(Exercícios):
1/ Responde a estas perguntas sobre o excerto apresentado:
(a) Quantas Ligas dos Campeões conquistaram na última década os plantéis do Real Madrid?
(b) Em que estádio se jogou a final de 99 frente ao Bayern?
(c) De que equipa fez parte Johan Cruyff?
2/ Transcreve do excerto apresentado, sem qualquer alteração, o trecho que começa em "Os Invencíveis de" e termina em "que hoje assistimos.".

(Excerto apresentado):
Os Invencíveis de Wenger
Começou como “Arsène who?”, e acabou como Le Professeur.
Perguntar a um grupo de adeptos de futebol qual é a melhor equipa de sempre é sinónimo de entrar numa discussão que dificilmente atingirá uma unanimidade. Os mais novos falarão do Real Madrid e dos diferentes plantéis que conquistaram 5 Ligas dos Campeões na última década, outros defenderão que jamais se formará uma equipa como a do Barcelona de Pep Guardiola. Uns não esquecem que os comandados de Alex Ferguson chegaram ao treble em 99, depois da mítica final em Camp Nou, frente ao Bayern. Outros, e com mais anos disto, farão questão de exaltar o Ajax de que Johan Cruyff fez parte e a suprema importância que teve no futebol a que hoje assistimos.

[Registos extraídos de uma coleção]
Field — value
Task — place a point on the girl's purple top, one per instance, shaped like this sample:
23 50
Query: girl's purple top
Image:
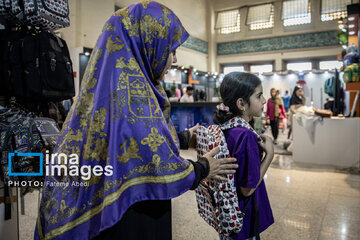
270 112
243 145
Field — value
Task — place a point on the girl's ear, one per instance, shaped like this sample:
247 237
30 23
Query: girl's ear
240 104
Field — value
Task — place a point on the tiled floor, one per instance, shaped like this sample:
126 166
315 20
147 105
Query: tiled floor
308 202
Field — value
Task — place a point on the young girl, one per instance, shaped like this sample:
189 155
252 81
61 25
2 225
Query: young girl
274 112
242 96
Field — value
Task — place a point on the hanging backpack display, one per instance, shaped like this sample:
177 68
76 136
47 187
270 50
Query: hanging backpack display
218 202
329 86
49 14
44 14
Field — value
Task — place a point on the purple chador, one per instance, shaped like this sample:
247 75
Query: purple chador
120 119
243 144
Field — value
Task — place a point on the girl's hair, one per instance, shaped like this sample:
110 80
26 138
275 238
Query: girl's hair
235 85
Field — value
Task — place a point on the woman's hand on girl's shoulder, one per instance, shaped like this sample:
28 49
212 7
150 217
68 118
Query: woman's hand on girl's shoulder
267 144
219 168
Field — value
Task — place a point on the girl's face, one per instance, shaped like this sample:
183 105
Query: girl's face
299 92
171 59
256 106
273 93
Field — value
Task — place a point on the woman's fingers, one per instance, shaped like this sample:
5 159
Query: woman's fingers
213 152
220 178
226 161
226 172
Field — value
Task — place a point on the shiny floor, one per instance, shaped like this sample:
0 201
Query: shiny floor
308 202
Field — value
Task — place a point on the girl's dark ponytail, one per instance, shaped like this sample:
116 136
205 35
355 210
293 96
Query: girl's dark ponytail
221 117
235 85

---

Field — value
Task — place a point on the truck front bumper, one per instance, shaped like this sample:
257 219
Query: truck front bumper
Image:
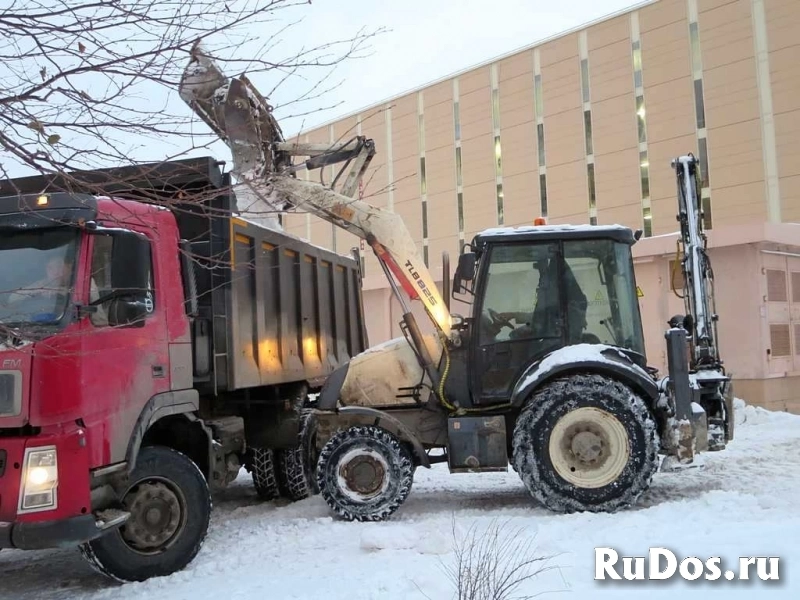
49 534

(Soluções dos exercícios):
1/
(a) 5
(b) Camp Nou
(c) Ajax

2/
Os Invencíveis de Wenger
Começou como “Arsène who?”, e acabou como Le Professeur.
Perguntar a um grupo de adeptos de futebol qual é a melhor equipa de sempre é sinónimo de entrar numa discussão que dificilmente atingirá uma unanimidade. Os mais novos falarão do Real Madrid e dos diferentes plantéis que conquistaram 5 Ligas dos Campeões na última década, outros defenderão que jamais se formará uma equipa como a do Barcelona de Pep Guardiola. Uns não esquecem que os comandados de Alex Ferguson chegaram ao treble em 99, depois da mítica final em Camp Nou, frente ao Bayern. Outros, e com mais anos disto, farão questão de exaltar o Ajax de que Johan Cruyff fez parte e a suprema importância que teve no futebol a que hoje assistimos.